### Source excerpt
▼

Primary data
- Founded: 1995
- Location: Budapest, Hungary
- President: Mariya Gabriel
- Honorary Presidents: Doris Pack & Wim van Velzen
- Area served: Europe, EU, Balkans, Eastern Europe
- Focus: politics, education, development
- Political position: Center-right, European People's Party
- Website: schuman-institute.eu
- Facebook: facebook.com/schuman.institute

= Robert Schuman Institute =

The Union of the Robert Schuman Institute for Developing Democracy in Central and Eastern Europe (short: Robert Schuman Institute, RSI) is the European level training institution of the European People's Party political family, based in Budapest, Hungary. It was founded in 1995 as the successor of the Christian Democratic Academy for Central and Eastern Europe. The members of the union of RSI are political parties, organisations and foundations and its main activity comprises political and civic education.

The institute is named after Robert Schuman, a French Christian-Democratic politician, former French Prime Minister and Finance Minister, who is also considered one of the "founding fathers" today's European Union.

== The founding organisations of RSI ==
The RSI was founded by:

- European Union of Christian Democrats
- The Robert Schuman Foundation Luxembourg
- The Foundation for European Studies
- The European People's Party / Christian Democrats (EPP)

▲

### Entries provided
▼

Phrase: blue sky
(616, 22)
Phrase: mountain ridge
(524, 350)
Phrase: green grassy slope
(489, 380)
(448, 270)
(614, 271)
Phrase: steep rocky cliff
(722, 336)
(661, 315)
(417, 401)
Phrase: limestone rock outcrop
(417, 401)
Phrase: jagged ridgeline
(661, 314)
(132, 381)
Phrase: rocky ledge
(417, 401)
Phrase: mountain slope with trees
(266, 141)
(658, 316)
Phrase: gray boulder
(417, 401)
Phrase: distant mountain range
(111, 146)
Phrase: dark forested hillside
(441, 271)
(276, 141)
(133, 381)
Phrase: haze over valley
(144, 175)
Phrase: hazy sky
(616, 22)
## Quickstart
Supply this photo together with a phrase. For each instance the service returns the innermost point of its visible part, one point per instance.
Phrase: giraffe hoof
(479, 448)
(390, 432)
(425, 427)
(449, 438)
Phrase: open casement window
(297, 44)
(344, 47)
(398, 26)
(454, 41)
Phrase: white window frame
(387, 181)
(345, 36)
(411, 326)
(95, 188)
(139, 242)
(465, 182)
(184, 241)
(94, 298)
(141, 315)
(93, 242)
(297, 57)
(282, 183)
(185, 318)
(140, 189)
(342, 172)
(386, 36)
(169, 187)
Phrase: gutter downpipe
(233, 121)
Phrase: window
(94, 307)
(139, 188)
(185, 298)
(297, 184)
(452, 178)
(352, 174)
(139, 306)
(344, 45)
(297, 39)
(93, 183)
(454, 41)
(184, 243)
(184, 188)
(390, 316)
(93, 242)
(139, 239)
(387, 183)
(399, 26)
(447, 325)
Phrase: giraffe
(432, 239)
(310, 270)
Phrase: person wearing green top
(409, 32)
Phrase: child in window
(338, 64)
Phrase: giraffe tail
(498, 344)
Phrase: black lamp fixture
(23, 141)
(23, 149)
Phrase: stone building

▲

### What you should do
Using the Robert Schuman Institute text, explain where the institute's name comes from. Answer in one to three sentences.

### Response
The institute is named after Robert Schuman, a French Christian-Democratic politician who served as French Prime Minister and Finance Minister. He is also considered one of the "founding fathers" of today's European Union.